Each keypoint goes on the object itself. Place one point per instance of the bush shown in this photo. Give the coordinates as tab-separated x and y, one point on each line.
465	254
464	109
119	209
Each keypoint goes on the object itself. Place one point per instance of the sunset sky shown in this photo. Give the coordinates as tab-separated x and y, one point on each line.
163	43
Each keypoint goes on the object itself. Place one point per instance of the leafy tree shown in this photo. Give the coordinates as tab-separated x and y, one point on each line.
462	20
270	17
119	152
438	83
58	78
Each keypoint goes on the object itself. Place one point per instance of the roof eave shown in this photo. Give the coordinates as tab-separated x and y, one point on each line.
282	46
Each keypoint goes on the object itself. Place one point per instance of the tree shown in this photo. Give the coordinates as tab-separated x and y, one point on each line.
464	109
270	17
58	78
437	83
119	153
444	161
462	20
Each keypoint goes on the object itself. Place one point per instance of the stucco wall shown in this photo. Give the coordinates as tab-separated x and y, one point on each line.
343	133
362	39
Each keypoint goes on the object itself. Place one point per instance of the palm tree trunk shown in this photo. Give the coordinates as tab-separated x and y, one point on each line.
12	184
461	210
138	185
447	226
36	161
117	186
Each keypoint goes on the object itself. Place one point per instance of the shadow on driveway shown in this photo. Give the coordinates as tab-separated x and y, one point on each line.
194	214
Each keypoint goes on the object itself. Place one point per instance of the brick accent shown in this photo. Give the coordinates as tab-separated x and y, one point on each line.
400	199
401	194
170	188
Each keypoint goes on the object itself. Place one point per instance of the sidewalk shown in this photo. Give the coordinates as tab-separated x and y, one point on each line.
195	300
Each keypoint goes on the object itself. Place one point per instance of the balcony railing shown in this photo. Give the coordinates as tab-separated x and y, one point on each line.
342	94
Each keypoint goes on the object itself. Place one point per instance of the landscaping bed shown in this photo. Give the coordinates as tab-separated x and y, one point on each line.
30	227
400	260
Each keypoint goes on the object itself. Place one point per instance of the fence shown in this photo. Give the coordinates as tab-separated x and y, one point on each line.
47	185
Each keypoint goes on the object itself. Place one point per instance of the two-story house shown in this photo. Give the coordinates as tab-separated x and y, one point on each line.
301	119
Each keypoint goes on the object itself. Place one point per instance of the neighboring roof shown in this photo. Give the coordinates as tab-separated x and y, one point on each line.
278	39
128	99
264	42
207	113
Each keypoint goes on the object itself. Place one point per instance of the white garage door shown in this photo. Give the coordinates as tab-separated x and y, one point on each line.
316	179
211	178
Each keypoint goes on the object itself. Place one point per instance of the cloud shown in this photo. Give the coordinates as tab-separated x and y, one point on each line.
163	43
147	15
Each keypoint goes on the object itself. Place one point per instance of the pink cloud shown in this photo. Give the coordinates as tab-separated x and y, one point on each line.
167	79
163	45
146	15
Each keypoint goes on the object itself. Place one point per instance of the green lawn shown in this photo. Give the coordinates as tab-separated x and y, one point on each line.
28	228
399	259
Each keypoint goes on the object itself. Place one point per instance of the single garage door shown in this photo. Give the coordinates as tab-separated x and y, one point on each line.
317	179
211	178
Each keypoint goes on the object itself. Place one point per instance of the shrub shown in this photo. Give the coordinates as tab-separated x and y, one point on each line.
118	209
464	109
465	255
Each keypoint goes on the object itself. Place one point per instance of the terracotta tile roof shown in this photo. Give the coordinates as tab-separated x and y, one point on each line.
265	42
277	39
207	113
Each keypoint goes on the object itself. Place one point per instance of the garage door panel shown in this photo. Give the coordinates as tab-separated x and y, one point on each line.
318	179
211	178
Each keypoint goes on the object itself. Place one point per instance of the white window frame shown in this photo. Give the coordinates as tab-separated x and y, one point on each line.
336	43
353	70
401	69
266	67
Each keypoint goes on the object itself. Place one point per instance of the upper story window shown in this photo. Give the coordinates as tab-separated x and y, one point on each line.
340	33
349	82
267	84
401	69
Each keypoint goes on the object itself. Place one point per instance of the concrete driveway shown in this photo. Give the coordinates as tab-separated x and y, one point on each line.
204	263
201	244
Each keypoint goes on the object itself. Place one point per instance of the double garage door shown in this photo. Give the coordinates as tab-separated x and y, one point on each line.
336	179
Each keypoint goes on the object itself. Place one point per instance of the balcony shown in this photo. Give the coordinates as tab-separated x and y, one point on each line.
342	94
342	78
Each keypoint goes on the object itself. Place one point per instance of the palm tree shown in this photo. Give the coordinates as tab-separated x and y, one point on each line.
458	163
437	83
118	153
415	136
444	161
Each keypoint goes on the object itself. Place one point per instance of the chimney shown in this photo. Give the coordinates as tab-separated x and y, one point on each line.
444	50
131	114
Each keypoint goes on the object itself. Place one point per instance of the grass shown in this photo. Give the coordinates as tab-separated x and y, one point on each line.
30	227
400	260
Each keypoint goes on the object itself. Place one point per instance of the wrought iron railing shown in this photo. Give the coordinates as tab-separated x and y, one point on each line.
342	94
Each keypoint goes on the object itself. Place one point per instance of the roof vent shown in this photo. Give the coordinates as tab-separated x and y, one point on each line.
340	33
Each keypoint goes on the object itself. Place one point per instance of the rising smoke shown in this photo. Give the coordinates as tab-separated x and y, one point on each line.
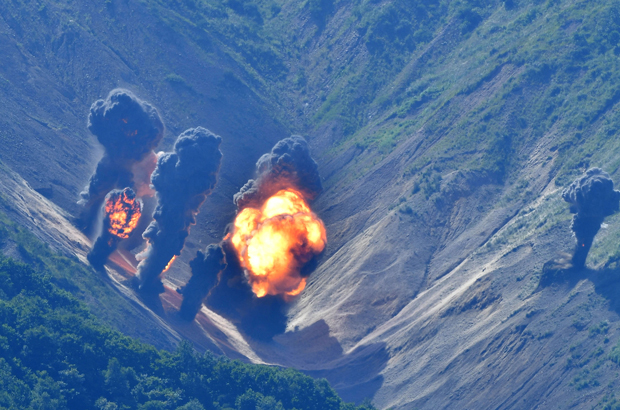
205	270
182	181
122	210
288	165
591	197
129	129
285	180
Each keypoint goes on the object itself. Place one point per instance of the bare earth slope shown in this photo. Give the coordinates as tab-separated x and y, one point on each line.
443	159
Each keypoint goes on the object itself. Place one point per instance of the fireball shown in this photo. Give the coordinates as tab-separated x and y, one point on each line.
123	211
274	242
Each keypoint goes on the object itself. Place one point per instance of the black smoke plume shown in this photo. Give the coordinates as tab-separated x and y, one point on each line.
591	197
182	181
205	270
289	165
115	227
129	129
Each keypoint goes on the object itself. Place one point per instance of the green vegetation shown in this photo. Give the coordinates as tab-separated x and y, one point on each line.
54	354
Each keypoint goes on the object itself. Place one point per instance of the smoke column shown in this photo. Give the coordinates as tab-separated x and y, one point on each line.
122	210
129	129
275	233
182	180
288	165
591	197
205	270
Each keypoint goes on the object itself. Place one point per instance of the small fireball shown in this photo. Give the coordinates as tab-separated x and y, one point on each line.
122	211
274	242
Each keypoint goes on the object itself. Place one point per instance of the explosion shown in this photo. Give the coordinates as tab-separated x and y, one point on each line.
274	242
122	211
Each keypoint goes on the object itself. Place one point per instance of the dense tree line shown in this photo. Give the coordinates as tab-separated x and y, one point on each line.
55	355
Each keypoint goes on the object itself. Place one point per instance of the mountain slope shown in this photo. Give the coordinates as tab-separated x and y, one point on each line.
444	132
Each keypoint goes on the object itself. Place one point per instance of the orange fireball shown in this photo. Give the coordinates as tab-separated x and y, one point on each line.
123	211
274	242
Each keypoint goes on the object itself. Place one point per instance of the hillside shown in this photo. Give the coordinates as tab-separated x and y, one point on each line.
444	133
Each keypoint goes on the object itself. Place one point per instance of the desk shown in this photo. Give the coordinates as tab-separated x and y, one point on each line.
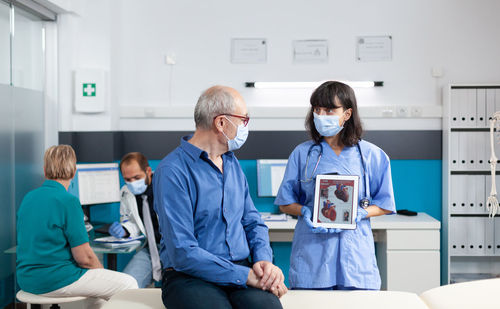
98	248
407	249
111	253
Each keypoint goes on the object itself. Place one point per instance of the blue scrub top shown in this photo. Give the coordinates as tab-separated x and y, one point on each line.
348	258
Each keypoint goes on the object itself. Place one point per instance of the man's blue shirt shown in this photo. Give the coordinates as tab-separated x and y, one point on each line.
207	218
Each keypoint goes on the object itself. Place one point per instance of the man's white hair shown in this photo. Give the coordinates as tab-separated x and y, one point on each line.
213	102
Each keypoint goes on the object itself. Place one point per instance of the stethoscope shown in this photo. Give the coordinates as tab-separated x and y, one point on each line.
364	202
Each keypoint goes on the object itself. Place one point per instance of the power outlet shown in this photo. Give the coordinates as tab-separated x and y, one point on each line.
403	111
170	59
416	111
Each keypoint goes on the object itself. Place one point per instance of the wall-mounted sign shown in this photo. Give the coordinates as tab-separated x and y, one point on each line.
374	48
310	51
248	51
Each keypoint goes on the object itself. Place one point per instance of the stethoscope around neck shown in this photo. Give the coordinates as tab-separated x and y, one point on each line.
364	202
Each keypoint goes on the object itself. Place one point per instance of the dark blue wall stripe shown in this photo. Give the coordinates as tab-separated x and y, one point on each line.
111	146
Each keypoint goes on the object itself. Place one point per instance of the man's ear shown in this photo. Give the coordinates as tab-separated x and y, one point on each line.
348	114
219	122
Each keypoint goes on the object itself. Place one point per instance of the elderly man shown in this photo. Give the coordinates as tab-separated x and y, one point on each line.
210	228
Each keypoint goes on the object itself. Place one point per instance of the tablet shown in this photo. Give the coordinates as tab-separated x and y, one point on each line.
336	201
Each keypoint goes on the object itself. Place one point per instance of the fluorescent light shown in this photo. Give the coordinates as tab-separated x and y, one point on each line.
307	85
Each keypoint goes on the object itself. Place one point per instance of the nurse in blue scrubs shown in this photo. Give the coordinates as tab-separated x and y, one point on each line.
324	258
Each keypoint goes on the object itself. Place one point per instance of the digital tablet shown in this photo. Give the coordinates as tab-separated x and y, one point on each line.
336	201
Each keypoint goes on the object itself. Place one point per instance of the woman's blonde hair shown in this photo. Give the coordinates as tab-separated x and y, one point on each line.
59	162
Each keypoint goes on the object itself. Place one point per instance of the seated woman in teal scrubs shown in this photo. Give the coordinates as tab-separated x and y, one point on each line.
324	258
53	253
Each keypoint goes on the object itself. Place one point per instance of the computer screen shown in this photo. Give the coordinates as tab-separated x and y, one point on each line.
269	176
97	183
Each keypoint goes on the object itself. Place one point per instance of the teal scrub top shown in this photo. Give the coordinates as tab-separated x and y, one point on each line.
49	223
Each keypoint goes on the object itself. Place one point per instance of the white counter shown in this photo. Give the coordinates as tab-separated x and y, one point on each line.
407	248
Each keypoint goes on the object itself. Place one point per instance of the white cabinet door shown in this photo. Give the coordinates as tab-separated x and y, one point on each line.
412	271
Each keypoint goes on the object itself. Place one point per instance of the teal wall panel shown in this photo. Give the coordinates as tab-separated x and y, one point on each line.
417	186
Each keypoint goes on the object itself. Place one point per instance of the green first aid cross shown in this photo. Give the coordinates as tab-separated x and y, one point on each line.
89	89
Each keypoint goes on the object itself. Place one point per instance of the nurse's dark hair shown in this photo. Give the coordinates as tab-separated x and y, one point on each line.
333	94
137	157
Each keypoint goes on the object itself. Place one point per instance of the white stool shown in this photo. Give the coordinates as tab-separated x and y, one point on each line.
29	298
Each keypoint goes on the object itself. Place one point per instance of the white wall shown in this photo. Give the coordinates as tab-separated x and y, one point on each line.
131	38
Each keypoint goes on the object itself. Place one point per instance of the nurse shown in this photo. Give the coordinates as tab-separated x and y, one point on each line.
324	258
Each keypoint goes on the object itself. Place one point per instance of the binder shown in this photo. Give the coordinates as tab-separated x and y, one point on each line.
491	106
472	148
481	108
483	148
454	150
489	236
497	100
480	194
455	107
476	231
496	240
470	194
470	108
458	236
462	105
458	197
463	150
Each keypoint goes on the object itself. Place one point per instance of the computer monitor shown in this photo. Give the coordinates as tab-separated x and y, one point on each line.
269	176
98	183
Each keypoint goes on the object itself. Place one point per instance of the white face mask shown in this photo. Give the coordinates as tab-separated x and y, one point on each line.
137	187
239	139
327	125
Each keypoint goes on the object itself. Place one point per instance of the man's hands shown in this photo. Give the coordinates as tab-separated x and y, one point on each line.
268	277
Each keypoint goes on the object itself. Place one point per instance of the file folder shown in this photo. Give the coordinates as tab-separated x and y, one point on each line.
463	150
457	194
491	105
470	108
454	150
455	107
496	240
481	108
458	236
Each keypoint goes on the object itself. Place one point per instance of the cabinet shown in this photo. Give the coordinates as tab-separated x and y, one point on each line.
470	239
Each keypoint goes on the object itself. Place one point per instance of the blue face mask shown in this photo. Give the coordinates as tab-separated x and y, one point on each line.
239	139
327	125
137	187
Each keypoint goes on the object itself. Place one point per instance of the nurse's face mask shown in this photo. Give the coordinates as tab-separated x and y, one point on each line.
327	125
241	134
138	186
136	179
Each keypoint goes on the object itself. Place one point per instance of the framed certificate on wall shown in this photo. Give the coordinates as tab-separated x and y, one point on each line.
336	201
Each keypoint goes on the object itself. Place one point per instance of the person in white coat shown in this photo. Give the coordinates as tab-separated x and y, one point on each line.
137	217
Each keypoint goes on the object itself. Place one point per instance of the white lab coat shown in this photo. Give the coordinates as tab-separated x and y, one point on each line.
129	214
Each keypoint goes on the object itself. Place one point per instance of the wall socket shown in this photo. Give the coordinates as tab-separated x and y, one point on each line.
403	111
416	111
170	59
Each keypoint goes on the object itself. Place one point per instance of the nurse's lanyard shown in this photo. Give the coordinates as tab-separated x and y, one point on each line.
364	202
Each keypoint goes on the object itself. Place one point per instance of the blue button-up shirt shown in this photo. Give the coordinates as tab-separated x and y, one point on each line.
207	218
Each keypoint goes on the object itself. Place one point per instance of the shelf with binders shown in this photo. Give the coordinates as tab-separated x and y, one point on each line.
471	240
472	105
470	150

========================================================================

▸ **BRIEF**
Look above for the line with "the blue button-up", then copy it and each later line exactly, stopping at the last line of the records.

▸ **OUTPUT**
Each keypoint goes on the object itself. Place one point per instance of the blue button-up shirt shown in this photo. Give the coordinates as tab-separated x and y, one point on each line.
207	218
Each keypoint goes on the object itself. Place one point per instance of the shelf with binders shown in this photo. Give the coordinates as tab-separated x and y, one point on each line.
471	240
472	105
470	150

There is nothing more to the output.